Gather every line in the items below that contains the string "palm", treating uppercase and lowercase letters as distinct.
-- start of Source material --
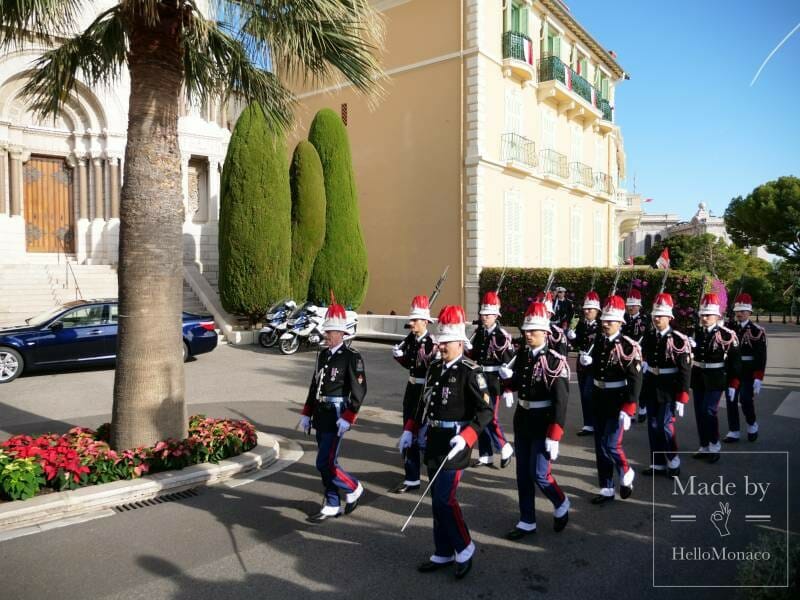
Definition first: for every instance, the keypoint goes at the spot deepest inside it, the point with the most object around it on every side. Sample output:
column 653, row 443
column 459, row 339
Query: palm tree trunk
column 149, row 380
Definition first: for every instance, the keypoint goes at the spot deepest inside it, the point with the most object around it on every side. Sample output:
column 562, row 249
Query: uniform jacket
column 544, row 376
column 720, row 345
column 753, row 348
column 338, row 374
column 669, row 351
column 458, row 393
column 619, row 359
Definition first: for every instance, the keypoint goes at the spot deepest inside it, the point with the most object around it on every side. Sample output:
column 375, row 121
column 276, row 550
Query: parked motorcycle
column 304, row 327
column 276, row 318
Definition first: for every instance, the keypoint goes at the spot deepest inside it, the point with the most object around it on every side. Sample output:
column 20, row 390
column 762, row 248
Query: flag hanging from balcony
column 663, row 260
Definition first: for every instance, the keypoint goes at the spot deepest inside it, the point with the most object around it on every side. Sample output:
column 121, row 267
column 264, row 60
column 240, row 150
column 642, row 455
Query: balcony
column 581, row 174
column 518, row 152
column 554, row 164
column 518, row 56
column 571, row 92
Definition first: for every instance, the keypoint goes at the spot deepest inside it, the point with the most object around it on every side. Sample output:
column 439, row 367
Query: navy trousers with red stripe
column 661, row 431
column 608, row 449
column 492, row 435
column 334, row 478
column 450, row 532
column 533, row 467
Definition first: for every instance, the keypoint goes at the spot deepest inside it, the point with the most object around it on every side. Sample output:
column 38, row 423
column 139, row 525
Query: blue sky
column 694, row 129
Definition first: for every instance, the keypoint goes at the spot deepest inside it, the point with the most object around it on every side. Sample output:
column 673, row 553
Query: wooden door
column 49, row 220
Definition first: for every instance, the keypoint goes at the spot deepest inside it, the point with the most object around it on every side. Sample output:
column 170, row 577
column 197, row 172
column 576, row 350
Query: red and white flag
column 663, row 260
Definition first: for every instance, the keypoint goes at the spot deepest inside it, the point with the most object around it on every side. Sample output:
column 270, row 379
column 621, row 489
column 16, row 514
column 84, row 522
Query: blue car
column 82, row 332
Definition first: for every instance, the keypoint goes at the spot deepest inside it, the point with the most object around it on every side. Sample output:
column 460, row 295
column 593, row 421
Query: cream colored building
column 495, row 144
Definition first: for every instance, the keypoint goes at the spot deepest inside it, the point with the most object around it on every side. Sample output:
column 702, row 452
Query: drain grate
column 158, row 500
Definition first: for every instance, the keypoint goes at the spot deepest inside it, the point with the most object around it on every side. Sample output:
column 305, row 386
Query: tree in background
column 341, row 264
column 255, row 244
column 308, row 215
column 768, row 216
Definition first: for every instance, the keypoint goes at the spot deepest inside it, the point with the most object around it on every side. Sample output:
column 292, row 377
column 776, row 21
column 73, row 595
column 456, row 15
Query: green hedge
column 308, row 215
column 341, row 264
column 255, row 218
column 521, row 286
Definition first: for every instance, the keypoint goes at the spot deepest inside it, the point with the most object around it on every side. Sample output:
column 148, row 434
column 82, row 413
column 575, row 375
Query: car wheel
column 11, row 365
column 290, row 346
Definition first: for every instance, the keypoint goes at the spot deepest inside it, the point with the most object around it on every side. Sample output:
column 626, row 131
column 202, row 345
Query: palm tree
column 175, row 52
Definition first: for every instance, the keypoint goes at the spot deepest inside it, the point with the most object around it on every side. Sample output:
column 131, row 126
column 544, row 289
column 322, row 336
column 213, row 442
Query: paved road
column 253, row 541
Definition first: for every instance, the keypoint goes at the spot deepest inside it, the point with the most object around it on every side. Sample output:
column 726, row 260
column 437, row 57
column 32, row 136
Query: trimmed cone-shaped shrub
column 341, row 264
column 255, row 218
column 308, row 215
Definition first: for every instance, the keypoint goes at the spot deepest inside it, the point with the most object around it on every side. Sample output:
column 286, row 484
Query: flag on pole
column 663, row 260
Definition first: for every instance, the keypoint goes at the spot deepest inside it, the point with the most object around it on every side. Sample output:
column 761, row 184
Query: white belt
column 663, row 370
column 607, row 385
column 535, row 403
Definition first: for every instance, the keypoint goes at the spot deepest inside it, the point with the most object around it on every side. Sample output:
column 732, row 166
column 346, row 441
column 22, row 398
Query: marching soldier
column 457, row 407
column 753, row 349
column 415, row 353
column 582, row 339
column 563, row 309
column 334, row 398
column 667, row 367
column 716, row 368
column 491, row 348
column 636, row 325
column 540, row 376
column 616, row 366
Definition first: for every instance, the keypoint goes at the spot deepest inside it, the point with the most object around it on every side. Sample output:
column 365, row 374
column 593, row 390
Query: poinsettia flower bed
column 82, row 456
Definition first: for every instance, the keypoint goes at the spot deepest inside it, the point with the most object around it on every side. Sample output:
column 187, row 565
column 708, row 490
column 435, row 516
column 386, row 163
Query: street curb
column 73, row 503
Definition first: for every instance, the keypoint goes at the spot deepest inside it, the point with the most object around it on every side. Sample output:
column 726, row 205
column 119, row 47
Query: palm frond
column 98, row 53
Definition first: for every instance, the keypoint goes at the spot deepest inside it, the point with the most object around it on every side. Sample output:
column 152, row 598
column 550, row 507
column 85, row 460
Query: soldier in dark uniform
column 491, row 348
column 540, row 376
column 582, row 340
column 616, row 362
column 563, row 309
column 753, row 348
column 334, row 398
column 667, row 367
column 637, row 323
column 415, row 353
column 716, row 368
column 457, row 406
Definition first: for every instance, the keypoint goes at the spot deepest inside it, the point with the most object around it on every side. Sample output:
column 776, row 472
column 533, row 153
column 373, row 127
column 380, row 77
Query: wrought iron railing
column 514, row 44
column 514, row 147
column 581, row 174
column 554, row 163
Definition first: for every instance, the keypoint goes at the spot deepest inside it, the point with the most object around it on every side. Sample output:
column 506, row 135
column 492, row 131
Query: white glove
column 551, row 446
column 458, row 444
column 343, row 425
column 405, row 440
column 305, row 424
column 624, row 420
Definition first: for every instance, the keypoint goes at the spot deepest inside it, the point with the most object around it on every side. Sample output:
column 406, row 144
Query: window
column 598, row 238
column 513, row 222
column 575, row 248
column 548, row 233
-- end of Source material --
Solution to this task.
Query: palm tree trunk
Query: palm tree
Query: palm frond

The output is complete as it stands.